» SOURCE EXTRACT:

I have a couple of functions that I wrote to help identify missing data.
First off, I just kept writing sum(is.na(x))
so here it is:
sum_na(x = c(NA, NA, 3, 4, NA, NA))
#> [1] 4
I also wrote a summary function, col_miss
, for a data set. It computes
the percent of observations that are missing for each column:
dat1 = tibble::tibble(
x = c(NA, NA, 3, 4, NA, NA),
y = c(NA, 'a', 'b', 'c', '', '')
)
col_miss(dat1)
#> Percent missing by column for dat1 :
#> x y
#> "66.7%" "16.7%"
You can tell it to consider empty strings as missing:
col_miss(dat1, empty_string = TRUE)
#> Percent missing by column for dat1 :
#> x y
#> "66.7%" "50.0%"
I’m not sure about you but at my old job I always received excel sheets with vertically merged cells. When you load these up, they have a bunch of blank entries that should be repititions. Here’s a function that can deal with that:
NM = c(NA, 'Ruidoso', NA, '', NA, 'Corona', NA, 'Roswell')
fill_down(NM)
#> [1] NA "Ruidoso" "Ruidoso" "" "" "Corona" "Corona"
#> [8] "Roswell"
fill_down(NM, empty_string = TRUE)
#> [1] NA "Ruidoso" "Ruidoso" "Ruidoso" "Ruidoso" "Corona" "Corona"
#> [8] "Roswell"
fill_down(NM, reverse = TRUE)
#> [1] "Ruidoso" "Ruidoso" "" "" "Corona" "Corona" "Roswell"
#> [8] "Roswell"
I later found out that the function tidyr::fill
does almost the same
thing. fill_down
does two things differently though:
For these reasons I’ve kept it around but it’s not necessary most of the time.
Frequently I encounter text data that I want to bin. This often comes about when I have hand written records or data with very slight variations on a theme. Sometimes it’s easy enough to do this with regular expressions but I often find these unreliable if the underlying data changes. Sometimes it’s nicer to just make a crosswalk manually so I created a shiny gadget to do exactly this.
Here’s an example data set of hospital visits to different departments:
med_table = tibble::tibble(
dept = c(
'pulmonary',
'pulmonary',
'heart',
'cardio',
'cardio',
'pulm'),
visit = c(
'surgery',
'surg',
'visit',
'surgery',
'surgery',
'office'
)
)
med_table
#> # A tibble: 6 × 2
#> dept visit
#> <chr> <chr>
#> 1 pulmonary surgery
#> 2 pulmonary surg
#> 3 heart visit
#> 4 cardio surgery
#> 5 cardio surgery
#> 6 pulm office
To use this tool, call the crosswalk
function on a data frame and
supply the columns you wish to cross from:
crosswalk(med_table, dept, visit)

» MATERIAL PROVIDED:

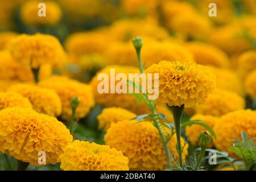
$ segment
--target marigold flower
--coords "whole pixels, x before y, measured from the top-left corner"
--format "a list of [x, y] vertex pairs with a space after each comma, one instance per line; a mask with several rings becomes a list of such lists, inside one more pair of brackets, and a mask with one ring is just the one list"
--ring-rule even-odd
[[141, 52], [142, 59], [147, 67], [162, 60], [193, 61], [193, 56], [183, 46], [169, 42], [152, 42], [145, 45]]
[[196, 113], [220, 117], [228, 113], [243, 109], [245, 103], [243, 98], [236, 93], [216, 89], [210, 94], [204, 105], [196, 107]]
[[241, 140], [241, 134], [245, 132], [248, 138], [256, 137], [256, 112], [251, 110], [240, 110], [223, 115], [215, 124], [214, 130], [217, 139], [215, 146], [234, 156], [233, 152], [228, 148], [232, 147], [236, 138]]
[[22, 4], [20, 15], [22, 22], [28, 26], [53, 26], [61, 19], [62, 13], [59, 5], [55, 2], [44, 1], [47, 8], [46, 16], [38, 16], [38, 5], [42, 1], [28, 1]]
[[215, 46], [200, 42], [192, 42], [186, 47], [193, 54], [197, 64], [228, 68], [230, 65], [228, 55]]
[[112, 123], [123, 120], [129, 120], [136, 117], [136, 114], [121, 107], [112, 107], [105, 108], [97, 118], [98, 121], [99, 129], [105, 130], [110, 127]]
[[[129, 73], [139, 73], [139, 69], [135, 67], [114, 65], [105, 67], [96, 74], [90, 82], [96, 103], [102, 105], [105, 107], [121, 107], [135, 112], [138, 106], [137, 104], [136, 98], [134, 96], [130, 96], [126, 93], [110, 93], [110, 88], [109, 88], [109, 93], [98, 93], [97, 90], [98, 84], [102, 81], [97, 80], [98, 75], [104, 73], [107, 74], [110, 78], [111, 69], [115, 69], [115, 74], [119, 73], [125, 74], [127, 78]], [[118, 81], [115, 81], [115, 84]], [[109, 85], [110, 85], [110, 80], [109, 80]]]
[[[196, 114], [193, 115], [190, 119], [190, 121], [193, 120], [203, 120], [204, 123], [208, 125], [209, 127], [213, 128], [216, 122], [219, 118], [218, 117], [210, 115], [204, 115], [200, 114]], [[193, 125], [191, 126], [187, 126], [185, 128], [186, 134], [188, 135], [190, 142], [193, 146], [198, 146], [198, 139], [199, 134], [201, 132], [207, 130], [205, 128], [197, 125]], [[213, 142], [212, 140], [210, 144], [208, 147], [212, 147], [213, 146]]]
[[[123, 152], [129, 159], [131, 170], [163, 170], [167, 167], [164, 150], [156, 128], [150, 122], [123, 121], [113, 123], [105, 135], [106, 144]], [[176, 136], [168, 144], [177, 159]], [[181, 139], [181, 143], [183, 140]], [[185, 161], [188, 146], [184, 149]], [[174, 163], [173, 164], [174, 165]]]
[[0, 32], [0, 50], [5, 49], [11, 39], [17, 35], [18, 34], [14, 32]]
[[256, 98], [256, 69], [246, 77], [245, 88], [246, 93], [250, 95], [252, 100]]
[[0, 110], [14, 106], [32, 108], [30, 101], [22, 95], [15, 92], [0, 92]]
[[65, 47], [73, 61], [77, 63], [84, 55], [102, 53], [109, 39], [100, 31], [74, 33], [67, 38]]
[[116, 42], [106, 49], [105, 56], [108, 64], [130, 66], [138, 65], [137, 56], [131, 42]]
[[209, 68], [193, 62], [162, 61], [146, 71], [159, 73], [158, 102], [191, 107], [204, 104], [213, 92], [215, 76]]
[[70, 102], [73, 97], [77, 97], [80, 101], [76, 110], [76, 118], [85, 117], [94, 105], [91, 86], [65, 76], [53, 76], [39, 82], [39, 85], [52, 89], [57, 93], [61, 101], [61, 117], [67, 121], [71, 118]]
[[60, 97], [53, 90], [20, 84], [10, 86], [7, 91], [18, 93], [27, 98], [32, 104], [33, 109], [39, 113], [52, 117], [57, 117], [61, 114]]
[[158, 4], [157, 0], [121, 0], [120, 3], [125, 12], [130, 15], [141, 14], [154, 15]]
[[23, 34], [12, 39], [8, 47], [16, 61], [33, 68], [45, 64], [60, 67], [65, 59], [61, 44], [57, 38], [49, 35]]
[[[52, 68], [49, 65], [42, 65], [39, 73], [39, 80], [48, 77], [51, 73]], [[6, 51], [0, 51], [0, 79], [34, 82], [31, 69], [15, 61]]]
[[72, 140], [69, 131], [54, 117], [19, 107], [0, 111], [0, 151], [16, 159], [39, 166], [38, 152], [43, 151], [46, 164], [56, 164]]
[[243, 52], [237, 57], [237, 68], [242, 77], [245, 77], [250, 72], [256, 69], [256, 51], [248, 51]]
[[127, 171], [128, 159], [121, 151], [95, 143], [75, 140], [60, 156], [64, 171]]
[[208, 66], [208, 67], [216, 76], [216, 88], [236, 92], [240, 96], [243, 95], [242, 81], [235, 72], [226, 68], [212, 66]]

» EXERCISE TASKS:
(1) Return everything from "fill_down(NM)" down to "of the time." in the post about R helper functions, word for word.
(2) According to the post about R helper functions, which tidyr function does almost the same thing as fill_down?
(3) Continue the post about R helper functions from the point where it ends.

» RESULTS FOR EACH TASK:
(1)
fill_down(NM)
#> [1] NA "Ruidoso" "Ruidoso" "" "" "Corona" "Corona"
#> [8] "Roswell"
fill_down(NM, empty_string = TRUE)
#> [1] NA "Ruidoso" "Ruidoso" "Ruidoso" "Ruidoso" "Corona" "Corona"
#> [8] "Roswell"
fill_down(NM, reverse = TRUE)
#> [1] "Ruidoso" "Ruidoso" "" "" "Corona" "Corona" "Roswell"
#> [8] "Roswell"
I later found out that the function tidyr::fill
does almost the same
thing. fill_down
does two things differently though:
For these reasons I’ve kept it around but it’s not necessary most of the time.

(2) tidyr::fill

(3)
This will create a table in your Rstudio viewer:
The last column will always be whatever the first one you enter prefixed with ‘new_’. The last column is editable:
Then when you hit accept, it will generate the code that creates your crosswalk:
med_table_cross = structure(list(dept = c("pulmonary", "pulmonary", "heart", "cardio", "pulm"), visit = c("surgery", "surg", "visit", "surgery", "office"), new_dept = c("pulm_surg", "pulm_surg", "heart_visit", "heart_surg", "pulm_visit")), row.names = c(NA, -5L), class = "data.frame")
med_table_cross
#> dept visit new_dept
#> 1 pulmonary surgery pulm_surg
#> 2 pulmonary surg pulm_surg
#> 3 heart visit heart_visit
#> 4 cardio surgery heart_surg
#> 5 pulm office pulm_visit
Then you’ll usually join it onto the original:
med_table %>%
dplyr::left_join(med_table_cross)
#> Joining with `by = join_by(dept, visit)`
#> # A tibble: 6 × 3
#> dept visit new_dept
#> <chr> <chr> <chr>
#> 1 pulmonary surgery pulm_surg
#> 2 pulmonary surg pulm_surg
#> 3 heart visit heart_visit
#> 4 cardio surgery heart_surg
#> 5 cardio surgery heart_surg
#> 6 pulm office pulm_visit
I created this using the rstudioapi
so it actually replaces the
crosswalk
command in the rstudio source editor with the result. The
reason for this is that this way the data.frame
can just be implanted
into a script and other users will not need SvenR or the clicking and
typing that created the crosswalk.
I did create some safegaurds to try and prevent people (mostly me) from
deleting their own code so it will not execute if you have multiple
lines highlighted when you run crosswalk
or the text of that line does
not contain crosswalk(.+)
.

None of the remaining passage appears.